Bounding box annotation entries:
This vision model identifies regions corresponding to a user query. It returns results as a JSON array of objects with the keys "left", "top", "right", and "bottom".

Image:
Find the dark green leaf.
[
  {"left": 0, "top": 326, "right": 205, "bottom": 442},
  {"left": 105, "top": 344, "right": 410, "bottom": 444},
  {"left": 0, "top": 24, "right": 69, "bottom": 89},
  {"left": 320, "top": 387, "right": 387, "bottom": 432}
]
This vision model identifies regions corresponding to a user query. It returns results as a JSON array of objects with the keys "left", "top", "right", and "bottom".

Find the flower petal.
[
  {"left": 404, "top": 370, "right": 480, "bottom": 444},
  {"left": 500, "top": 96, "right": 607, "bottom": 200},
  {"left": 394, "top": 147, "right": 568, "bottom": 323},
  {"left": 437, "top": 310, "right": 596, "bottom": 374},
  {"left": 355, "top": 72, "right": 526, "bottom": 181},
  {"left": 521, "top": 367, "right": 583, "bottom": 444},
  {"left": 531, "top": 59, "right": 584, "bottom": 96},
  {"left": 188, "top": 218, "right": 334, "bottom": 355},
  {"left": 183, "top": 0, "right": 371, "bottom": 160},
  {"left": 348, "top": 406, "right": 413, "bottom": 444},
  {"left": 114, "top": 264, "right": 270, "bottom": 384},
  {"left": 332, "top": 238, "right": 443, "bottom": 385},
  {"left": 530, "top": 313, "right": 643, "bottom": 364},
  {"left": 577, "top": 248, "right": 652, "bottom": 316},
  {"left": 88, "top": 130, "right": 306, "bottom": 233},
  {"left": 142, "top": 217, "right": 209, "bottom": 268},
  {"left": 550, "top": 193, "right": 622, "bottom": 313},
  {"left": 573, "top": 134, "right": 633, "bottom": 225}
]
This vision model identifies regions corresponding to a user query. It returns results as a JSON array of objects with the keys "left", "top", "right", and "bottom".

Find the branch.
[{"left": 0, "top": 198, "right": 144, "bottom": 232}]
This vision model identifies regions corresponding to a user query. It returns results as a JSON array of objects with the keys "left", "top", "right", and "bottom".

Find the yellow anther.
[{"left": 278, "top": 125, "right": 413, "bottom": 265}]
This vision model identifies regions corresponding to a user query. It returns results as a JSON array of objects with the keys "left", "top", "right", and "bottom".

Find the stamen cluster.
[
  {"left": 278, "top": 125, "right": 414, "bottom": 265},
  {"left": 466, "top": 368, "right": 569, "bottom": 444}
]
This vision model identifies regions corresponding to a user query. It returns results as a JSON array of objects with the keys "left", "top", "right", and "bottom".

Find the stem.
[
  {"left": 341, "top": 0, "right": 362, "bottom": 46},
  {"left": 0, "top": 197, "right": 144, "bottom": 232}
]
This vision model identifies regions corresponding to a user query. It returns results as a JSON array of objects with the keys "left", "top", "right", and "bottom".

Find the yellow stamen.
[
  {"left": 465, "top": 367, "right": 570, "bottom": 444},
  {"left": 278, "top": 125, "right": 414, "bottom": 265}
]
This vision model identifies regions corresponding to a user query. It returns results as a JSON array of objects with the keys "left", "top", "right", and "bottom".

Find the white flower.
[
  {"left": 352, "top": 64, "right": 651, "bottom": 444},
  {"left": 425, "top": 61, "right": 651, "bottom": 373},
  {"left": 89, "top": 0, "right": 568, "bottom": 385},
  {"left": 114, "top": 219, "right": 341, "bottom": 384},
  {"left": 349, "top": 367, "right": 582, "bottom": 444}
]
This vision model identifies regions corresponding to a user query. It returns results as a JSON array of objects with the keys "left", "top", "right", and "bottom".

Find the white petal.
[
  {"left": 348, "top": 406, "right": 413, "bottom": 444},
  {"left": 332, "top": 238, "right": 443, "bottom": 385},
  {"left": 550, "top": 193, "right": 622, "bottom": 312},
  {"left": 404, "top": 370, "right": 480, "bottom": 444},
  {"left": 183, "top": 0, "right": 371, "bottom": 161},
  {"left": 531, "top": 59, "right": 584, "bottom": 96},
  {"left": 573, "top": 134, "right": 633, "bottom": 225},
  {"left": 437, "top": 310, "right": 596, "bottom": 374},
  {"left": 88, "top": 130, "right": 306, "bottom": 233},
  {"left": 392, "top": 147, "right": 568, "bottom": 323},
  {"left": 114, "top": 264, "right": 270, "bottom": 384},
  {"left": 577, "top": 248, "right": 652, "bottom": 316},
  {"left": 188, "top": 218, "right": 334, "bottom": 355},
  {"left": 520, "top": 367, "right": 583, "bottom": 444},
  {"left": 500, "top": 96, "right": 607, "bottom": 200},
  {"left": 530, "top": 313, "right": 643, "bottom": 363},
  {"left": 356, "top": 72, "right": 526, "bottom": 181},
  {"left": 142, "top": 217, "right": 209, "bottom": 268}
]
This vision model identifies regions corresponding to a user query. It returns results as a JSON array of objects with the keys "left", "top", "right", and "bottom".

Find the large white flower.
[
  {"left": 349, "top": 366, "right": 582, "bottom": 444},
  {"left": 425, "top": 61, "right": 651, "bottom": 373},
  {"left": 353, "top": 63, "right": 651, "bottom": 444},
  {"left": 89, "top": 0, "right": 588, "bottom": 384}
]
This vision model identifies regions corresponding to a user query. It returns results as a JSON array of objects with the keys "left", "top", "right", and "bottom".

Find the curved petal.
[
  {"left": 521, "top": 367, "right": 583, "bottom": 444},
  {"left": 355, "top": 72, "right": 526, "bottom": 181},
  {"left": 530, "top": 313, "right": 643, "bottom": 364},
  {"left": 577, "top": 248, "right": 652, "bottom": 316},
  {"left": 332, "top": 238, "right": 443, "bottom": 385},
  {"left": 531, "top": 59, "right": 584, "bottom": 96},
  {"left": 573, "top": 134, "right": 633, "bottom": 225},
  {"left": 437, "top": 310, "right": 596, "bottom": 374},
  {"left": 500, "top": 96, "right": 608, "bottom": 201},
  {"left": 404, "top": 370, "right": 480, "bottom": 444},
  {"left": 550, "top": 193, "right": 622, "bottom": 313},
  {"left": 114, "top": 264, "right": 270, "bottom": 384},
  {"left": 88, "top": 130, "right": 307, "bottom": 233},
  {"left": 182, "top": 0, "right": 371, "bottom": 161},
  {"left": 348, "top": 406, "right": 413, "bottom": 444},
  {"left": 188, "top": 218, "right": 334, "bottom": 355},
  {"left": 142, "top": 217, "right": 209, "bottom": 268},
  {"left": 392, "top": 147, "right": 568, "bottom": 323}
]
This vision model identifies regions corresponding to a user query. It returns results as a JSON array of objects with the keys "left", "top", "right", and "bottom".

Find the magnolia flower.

GOAL |
Write out the records shown above, exactly as they appear.

TASK OUTPUT |
This vision model identifies regions corresponding to a user query. It returns results as a JSON array of objects with the keys "left", "top", "right", and "bottom".

Image:
Find the dark green leaf.
[
  {"left": 0, "top": 326, "right": 205, "bottom": 442},
  {"left": 105, "top": 344, "right": 410, "bottom": 444},
  {"left": 0, "top": 24, "right": 69, "bottom": 89},
  {"left": 320, "top": 387, "right": 387, "bottom": 432}
]
This vision model identifies regions corresponding to a user query. It returns results as a JSON array of objects with the keys "left", "top", "right", and "bottom".

Find the flower petal.
[
  {"left": 404, "top": 370, "right": 480, "bottom": 444},
  {"left": 500, "top": 96, "right": 607, "bottom": 200},
  {"left": 394, "top": 147, "right": 568, "bottom": 323},
  {"left": 437, "top": 310, "right": 596, "bottom": 374},
  {"left": 355, "top": 72, "right": 526, "bottom": 181},
  {"left": 521, "top": 367, "right": 583, "bottom": 444},
  {"left": 531, "top": 59, "right": 584, "bottom": 96},
  {"left": 188, "top": 218, "right": 334, "bottom": 355},
  {"left": 183, "top": 0, "right": 371, "bottom": 160},
  {"left": 348, "top": 406, "right": 413, "bottom": 444},
  {"left": 114, "top": 264, "right": 270, "bottom": 384},
  {"left": 332, "top": 238, "right": 443, "bottom": 385},
  {"left": 530, "top": 313, "right": 643, "bottom": 364},
  {"left": 577, "top": 248, "right": 652, "bottom": 316},
  {"left": 88, "top": 130, "right": 306, "bottom": 233},
  {"left": 142, "top": 217, "right": 209, "bottom": 268},
  {"left": 550, "top": 193, "right": 622, "bottom": 313},
  {"left": 573, "top": 134, "right": 633, "bottom": 225}
]
This vision model identifies regions corresponding to a user query. It returns results as a JSON array of objects with the keys "left", "top", "right", and "bottom".

Find the branch.
[{"left": 0, "top": 198, "right": 144, "bottom": 232}]
This vision model identifies regions corresponding to a user query. It returns results as a JSON array of objects with the keys "left", "top", "right", and "bottom".

Find the yellow anther.
[{"left": 278, "top": 125, "right": 413, "bottom": 265}]
This vision model identifies regions corresponding to a user query. It returns results as a JSON array of objects with the keys "left", "top", "right", and "bottom".

Find the stamen cluster.
[
  {"left": 278, "top": 125, "right": 414, "bottom": 265},
  {"left": 466, "top": 368, "right": 569, "bottom": 444}
]
This vision model identifies regions corresponding to a user query. It returns results as a JSON array of objects with the keys "left", "top", "right", and "bottom".

Find the stem.
[
  {"left": 341, "top": 0, "right": 362, "bottom": 46},
  {"left": 0, "top": 197, "right": 144, "bottom": 232}
]
This vision model identifies regions corresponding to a user query. It returns results as a JSON array of objects with the keys "left", "top", "right", and "bottom".

Find the yellow stamen.
[
  {"left": 465, "top": 367, "right": 570, "bottom": 444},
  {"left": 278, "top": 125, "right": 414, "bottom": 265}
]
This vision model identifies regions corresponding to a user query. It returns results as a JSON array of objects with the keys "left", "top", "right", and "bottom".

Find the white flower.
[
  {"left": 352, "top": 64, "right": 651, "bottom": 444},
  {"left": 425, "top": 61, "right": 651, "bottom": 373},
  {"left": 89, "top": 0, "right": 568, "bottom": 385},
  {"left": 114, "top": 219, "right": 341, "bottom": 384},
  {"left": 349, "top": 367, "right": 582, "bottom": 444}
]
This vision model identifies regions corresponding to a user query. It returns results as a JSON array of objects with the keys "left", "top", "right", and "bottom".

Find the white petal.
[
  {"left": 348, "top": 406, "right": 413, "bottom": 444},
  {"left": 332, "top": 238, "right": 443, "bottom": 385},
  {"left": 550, "top": 193, "right": 622, "bottom": 312},
  {"left": 404, "top": 370, "right": 480, "bottom": 444},
  {"left": 183, "top": 0, "right": 371, "bottom": 161},
  {"left": 531, "top": 59, "right": 584, "bottom": 96},
  {"left": 573, "top": 134, "right": 633, "bottom": 225},
  {"left": 437, "top": 310, "right": 596, "bottom": 374},
  {"left": 88, "top": 130, "right": 306, "bottom": 233},
  {"left": 392, "top": 147, "right": 568, "bottom": 323},
  {"left": 114, "top": 264, "right": 270, "bottom": 384},
  {"left": 577, "top": 248, "right": 652, "bottom": 316},
  {"left": 188, "top": 218, "right": 334, "bottom": 355},
  {"left": 520, "top": 367, "right": 583, "bottom": 444},
  {"left": 500, "top": 96, "right": 607, "bottom": 200},
  {"left": 530, "top": 313, "right": 643, "bottom": 363},
  {"left": 356, "top": 72, "right": 526, "bottom": 181},
  {"left": 142, "top": 217, "right": 209, "bottom": 268}
]
This vision model identifies regions corresponding to a user query. It returns results as a JSON array of objects with the keys "left", "top", "right", and "bottom".

Find the large white flower.
[
  {"left": 349, "top": 366, "right": 582, "bottom": 444},
  {"left": 425, "top": 61, "right": 651, "bottom": 373},
  {"left": 353, "top": 63, "right": 651, "bottom": 444},
  {"left": 89, "top": 0, "right": 588, "bottom": 384}
]
This vision model identifies regions corresponding to a user query. It returns results as a JSON array of objects with the keys "left", "top", "right", and "bottom".

Find the curved petal.
[
  {"left": 521, "top": 367, "right": 583, "bottom": 444},
  {"left": 355, "top": 72, "right": 526, "bottom": 181},
  {"left": 530, "top": 313, "right": 643, "bottom": 364},
  {"left": 577, "top": 248, "right": 652, "bottom": 316},
  {"left": 332, "top": 238, "right": 443, "bottom": 385},
  {"left": 531, "top": 59, "right": 584, "bottom": 96},
  {"left": 573, "top": 134, "right": 633, "bottom": 225},
  {"left": 437, "top": 310, "right": 596, "bottom": 374},
  {"left": 500, "top": 96, "right": 608, "bottom": 201},
  {"left": 404, "top": 370, "right": 480, "bottom": 444},
  {"left": 550, "top": 193, "right": 622, "bottom": 313},
  {"left": 114, "top": 264, "right": 270, "bottom": 384},
  {"left": 88, "top": 130, "right": 307, "bottom": 233},
  {"left": 182, "top": 0, "right": 371, "bottom": 161},
  {"left": 348, "top": 406, "right": 413, "bottom": 444},
  {"left": 188, "top": 218, "right": 334, "bottom": 355},
  {"left": 142, "top": 217, "right": 209, "bottom": 268},
  {"left": 392, "top": 147, "right": 568, "bottom": 323}
]
This vision model identifies regions corresponding to a user query. It returns results as a JSON array of objects with the keys "left", "top", "right", and "bottom".

Find the magnolia flower.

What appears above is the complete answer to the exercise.